** BEGIN ENTRIES **

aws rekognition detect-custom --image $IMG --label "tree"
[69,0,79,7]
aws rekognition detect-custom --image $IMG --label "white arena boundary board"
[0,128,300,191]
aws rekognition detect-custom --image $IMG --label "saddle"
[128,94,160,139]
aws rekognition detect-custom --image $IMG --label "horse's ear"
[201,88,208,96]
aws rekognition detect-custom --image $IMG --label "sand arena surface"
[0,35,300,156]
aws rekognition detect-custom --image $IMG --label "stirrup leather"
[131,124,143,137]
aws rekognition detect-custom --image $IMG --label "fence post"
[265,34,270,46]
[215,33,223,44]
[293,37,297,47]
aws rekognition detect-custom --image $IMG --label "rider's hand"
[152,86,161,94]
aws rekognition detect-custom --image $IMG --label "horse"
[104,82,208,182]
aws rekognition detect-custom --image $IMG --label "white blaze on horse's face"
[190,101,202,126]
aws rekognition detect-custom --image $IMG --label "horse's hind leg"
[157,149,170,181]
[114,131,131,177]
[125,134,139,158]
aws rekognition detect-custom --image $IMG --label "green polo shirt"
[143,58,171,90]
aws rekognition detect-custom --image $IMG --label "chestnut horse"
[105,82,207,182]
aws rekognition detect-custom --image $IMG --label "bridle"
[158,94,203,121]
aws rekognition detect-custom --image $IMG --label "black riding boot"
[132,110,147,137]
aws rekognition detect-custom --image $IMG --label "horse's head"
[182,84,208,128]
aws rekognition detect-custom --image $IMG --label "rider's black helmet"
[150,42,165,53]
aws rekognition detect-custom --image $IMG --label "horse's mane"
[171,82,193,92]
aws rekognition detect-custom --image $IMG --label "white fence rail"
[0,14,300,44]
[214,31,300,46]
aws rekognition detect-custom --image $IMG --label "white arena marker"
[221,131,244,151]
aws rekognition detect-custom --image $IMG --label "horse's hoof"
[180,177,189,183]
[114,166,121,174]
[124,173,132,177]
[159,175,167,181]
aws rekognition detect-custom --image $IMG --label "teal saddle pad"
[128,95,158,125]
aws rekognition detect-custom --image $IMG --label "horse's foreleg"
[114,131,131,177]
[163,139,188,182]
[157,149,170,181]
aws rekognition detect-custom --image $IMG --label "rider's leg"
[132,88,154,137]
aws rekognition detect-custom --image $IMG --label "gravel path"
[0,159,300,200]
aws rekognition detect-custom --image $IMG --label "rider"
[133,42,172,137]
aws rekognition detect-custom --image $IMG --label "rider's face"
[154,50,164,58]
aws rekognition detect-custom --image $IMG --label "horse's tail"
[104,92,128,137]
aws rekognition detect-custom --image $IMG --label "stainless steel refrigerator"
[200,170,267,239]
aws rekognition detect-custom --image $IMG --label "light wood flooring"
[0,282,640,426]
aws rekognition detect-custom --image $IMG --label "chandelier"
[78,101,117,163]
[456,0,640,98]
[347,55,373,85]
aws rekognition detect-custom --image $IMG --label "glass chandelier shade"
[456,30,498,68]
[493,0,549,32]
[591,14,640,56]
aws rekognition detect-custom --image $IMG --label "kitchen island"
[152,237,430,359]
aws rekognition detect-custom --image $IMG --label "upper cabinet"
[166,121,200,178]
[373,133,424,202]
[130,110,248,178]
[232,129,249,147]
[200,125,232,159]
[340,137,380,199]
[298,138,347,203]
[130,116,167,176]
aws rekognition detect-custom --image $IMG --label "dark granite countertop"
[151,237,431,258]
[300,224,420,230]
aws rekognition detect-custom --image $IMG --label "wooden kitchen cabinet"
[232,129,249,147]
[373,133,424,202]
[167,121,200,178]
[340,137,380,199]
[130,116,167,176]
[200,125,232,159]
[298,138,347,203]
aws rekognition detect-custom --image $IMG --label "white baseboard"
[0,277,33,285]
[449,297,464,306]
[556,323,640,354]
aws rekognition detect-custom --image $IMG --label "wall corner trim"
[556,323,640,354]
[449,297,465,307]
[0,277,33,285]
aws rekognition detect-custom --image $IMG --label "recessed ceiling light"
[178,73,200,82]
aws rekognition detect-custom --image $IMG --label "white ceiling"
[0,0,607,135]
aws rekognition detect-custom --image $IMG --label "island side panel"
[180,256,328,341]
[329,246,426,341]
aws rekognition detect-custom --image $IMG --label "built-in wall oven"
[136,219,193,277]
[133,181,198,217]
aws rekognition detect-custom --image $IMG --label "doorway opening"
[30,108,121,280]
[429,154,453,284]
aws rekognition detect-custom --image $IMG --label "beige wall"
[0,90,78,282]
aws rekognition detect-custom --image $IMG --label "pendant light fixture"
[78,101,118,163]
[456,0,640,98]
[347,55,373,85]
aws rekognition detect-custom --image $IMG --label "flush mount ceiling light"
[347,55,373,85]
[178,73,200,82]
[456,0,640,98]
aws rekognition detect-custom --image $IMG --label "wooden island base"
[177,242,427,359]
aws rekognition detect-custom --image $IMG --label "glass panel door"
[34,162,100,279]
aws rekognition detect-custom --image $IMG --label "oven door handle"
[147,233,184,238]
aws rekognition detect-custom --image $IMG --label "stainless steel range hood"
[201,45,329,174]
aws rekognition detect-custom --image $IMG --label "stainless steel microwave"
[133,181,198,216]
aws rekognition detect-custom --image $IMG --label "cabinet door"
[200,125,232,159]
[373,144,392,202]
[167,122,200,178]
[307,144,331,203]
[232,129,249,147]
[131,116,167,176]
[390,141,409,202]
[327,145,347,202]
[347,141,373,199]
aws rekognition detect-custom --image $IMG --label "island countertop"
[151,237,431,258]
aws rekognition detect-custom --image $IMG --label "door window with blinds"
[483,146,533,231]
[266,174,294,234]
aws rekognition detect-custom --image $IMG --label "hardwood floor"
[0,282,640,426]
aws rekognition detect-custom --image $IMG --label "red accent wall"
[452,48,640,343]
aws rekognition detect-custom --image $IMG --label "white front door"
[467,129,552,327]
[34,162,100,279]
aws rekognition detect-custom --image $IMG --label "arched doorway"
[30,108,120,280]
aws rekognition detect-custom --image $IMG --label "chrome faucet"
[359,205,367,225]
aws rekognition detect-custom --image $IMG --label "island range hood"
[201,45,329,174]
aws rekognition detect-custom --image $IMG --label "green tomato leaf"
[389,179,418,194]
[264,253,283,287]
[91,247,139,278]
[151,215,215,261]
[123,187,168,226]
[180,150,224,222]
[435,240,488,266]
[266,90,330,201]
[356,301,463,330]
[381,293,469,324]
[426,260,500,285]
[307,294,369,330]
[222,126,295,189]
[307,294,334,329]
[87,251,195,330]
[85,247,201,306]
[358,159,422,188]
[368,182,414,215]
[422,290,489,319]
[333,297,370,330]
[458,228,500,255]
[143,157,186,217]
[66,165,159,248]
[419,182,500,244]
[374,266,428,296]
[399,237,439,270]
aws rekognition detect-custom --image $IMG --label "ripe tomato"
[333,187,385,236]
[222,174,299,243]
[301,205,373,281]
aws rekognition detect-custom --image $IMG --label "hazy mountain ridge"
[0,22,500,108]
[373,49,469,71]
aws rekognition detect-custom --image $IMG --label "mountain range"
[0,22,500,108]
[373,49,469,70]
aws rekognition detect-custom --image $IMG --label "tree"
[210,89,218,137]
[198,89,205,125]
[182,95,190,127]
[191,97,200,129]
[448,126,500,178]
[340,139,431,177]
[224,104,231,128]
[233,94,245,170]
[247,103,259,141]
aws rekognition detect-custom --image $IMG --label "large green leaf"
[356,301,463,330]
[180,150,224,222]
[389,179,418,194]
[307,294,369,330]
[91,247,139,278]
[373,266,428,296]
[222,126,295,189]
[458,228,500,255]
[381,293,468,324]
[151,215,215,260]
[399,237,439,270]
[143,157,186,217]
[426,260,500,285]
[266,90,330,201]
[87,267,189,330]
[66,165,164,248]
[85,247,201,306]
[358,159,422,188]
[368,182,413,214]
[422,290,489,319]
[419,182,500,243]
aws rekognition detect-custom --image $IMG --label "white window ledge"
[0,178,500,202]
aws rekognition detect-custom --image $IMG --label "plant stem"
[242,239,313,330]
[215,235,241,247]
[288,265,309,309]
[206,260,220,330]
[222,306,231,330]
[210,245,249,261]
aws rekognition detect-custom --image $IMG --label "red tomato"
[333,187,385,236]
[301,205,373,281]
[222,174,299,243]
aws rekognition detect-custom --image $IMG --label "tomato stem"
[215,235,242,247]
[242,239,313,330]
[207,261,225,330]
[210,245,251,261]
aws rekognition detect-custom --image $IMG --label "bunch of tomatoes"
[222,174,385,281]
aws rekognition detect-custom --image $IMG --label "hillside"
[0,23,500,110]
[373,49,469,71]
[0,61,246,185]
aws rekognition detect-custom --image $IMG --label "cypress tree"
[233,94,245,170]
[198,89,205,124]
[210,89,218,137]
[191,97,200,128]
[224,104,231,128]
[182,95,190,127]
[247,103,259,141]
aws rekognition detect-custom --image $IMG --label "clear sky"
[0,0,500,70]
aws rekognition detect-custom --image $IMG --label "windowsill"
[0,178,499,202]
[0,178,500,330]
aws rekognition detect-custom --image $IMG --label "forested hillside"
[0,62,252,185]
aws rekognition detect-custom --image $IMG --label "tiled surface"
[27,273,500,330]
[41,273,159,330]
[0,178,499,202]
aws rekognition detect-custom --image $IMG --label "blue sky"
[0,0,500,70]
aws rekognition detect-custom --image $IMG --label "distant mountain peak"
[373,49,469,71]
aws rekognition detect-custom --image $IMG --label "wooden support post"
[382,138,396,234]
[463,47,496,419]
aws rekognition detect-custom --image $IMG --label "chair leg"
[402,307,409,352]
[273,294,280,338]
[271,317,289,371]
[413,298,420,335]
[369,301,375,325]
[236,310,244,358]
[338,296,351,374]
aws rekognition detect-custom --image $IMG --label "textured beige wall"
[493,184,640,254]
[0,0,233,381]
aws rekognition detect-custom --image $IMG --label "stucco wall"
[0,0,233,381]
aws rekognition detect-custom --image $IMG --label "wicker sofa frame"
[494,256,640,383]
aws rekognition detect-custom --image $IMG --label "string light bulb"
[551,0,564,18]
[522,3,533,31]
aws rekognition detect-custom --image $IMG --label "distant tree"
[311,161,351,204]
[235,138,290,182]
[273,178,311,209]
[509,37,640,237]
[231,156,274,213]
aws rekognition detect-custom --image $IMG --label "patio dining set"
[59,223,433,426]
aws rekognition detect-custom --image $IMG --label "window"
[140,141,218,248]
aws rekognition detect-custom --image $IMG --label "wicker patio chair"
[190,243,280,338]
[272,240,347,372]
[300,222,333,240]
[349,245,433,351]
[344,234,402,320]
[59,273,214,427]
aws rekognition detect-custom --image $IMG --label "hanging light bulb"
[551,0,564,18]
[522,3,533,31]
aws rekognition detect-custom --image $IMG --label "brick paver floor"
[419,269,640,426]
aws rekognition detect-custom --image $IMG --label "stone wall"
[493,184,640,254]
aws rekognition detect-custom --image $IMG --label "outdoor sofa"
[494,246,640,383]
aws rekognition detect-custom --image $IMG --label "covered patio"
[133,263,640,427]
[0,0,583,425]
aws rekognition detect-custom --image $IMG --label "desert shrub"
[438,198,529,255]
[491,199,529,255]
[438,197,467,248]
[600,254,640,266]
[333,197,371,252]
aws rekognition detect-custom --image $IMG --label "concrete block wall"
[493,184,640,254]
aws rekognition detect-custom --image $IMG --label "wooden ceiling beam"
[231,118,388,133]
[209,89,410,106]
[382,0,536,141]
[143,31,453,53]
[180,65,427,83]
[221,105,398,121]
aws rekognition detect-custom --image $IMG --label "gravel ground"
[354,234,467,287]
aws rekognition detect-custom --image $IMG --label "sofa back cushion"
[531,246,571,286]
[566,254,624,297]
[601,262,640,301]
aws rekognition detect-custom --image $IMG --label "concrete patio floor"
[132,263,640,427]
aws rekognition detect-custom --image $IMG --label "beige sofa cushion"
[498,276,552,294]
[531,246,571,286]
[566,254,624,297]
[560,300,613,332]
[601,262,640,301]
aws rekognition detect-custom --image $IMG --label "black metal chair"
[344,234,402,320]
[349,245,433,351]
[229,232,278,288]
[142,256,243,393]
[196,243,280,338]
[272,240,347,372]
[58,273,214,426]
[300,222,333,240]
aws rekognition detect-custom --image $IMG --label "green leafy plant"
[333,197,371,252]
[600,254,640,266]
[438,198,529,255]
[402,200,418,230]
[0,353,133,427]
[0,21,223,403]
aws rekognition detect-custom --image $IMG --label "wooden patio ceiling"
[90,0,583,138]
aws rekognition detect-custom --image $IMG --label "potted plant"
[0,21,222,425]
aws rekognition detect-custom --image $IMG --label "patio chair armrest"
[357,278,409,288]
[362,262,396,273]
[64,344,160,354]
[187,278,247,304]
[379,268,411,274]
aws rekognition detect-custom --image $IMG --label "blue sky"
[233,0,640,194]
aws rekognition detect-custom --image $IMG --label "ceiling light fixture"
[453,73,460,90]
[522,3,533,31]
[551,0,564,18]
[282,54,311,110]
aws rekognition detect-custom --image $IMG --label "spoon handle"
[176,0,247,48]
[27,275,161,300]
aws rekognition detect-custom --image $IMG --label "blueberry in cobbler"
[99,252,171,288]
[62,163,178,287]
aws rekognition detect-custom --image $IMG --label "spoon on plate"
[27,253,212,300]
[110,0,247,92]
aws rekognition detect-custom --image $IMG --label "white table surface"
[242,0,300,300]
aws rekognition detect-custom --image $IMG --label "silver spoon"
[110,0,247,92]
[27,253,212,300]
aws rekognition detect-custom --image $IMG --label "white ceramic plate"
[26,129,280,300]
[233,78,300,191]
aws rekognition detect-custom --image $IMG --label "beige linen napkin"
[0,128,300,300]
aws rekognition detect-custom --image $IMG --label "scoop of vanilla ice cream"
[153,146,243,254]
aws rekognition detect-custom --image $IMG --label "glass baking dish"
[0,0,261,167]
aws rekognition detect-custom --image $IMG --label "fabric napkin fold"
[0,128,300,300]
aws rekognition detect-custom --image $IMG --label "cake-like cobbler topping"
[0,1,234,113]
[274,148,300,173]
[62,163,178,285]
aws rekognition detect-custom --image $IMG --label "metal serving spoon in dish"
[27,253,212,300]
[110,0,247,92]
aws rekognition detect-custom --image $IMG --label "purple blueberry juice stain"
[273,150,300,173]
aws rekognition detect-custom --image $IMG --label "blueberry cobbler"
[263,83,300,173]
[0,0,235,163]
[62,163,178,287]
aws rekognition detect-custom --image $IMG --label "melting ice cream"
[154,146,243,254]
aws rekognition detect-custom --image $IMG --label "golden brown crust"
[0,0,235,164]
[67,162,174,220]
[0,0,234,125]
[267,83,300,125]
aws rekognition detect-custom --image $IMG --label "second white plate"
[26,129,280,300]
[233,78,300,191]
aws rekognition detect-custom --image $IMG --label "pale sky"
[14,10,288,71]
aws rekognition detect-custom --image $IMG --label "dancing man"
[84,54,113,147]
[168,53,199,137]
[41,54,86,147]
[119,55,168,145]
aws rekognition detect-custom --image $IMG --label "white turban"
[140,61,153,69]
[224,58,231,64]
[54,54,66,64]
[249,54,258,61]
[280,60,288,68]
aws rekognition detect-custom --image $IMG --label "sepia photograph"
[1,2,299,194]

** END ENTRIES **

• [TASK BRIEF]: Output the rows verbatim from the first line of the rows up to and including the line containing "[128,94,160,139]".

• [ANSWER]:
aws rekognition detect-custom --image $IMG --label "tree"
[69,0,79,7]
aws rekognition detect-custom --image $IMG --label "white arena boundary board"
[0,128,300,191]
aws rekognition detect-custom --image $IMG --label "saddle"
[128,94,160,139]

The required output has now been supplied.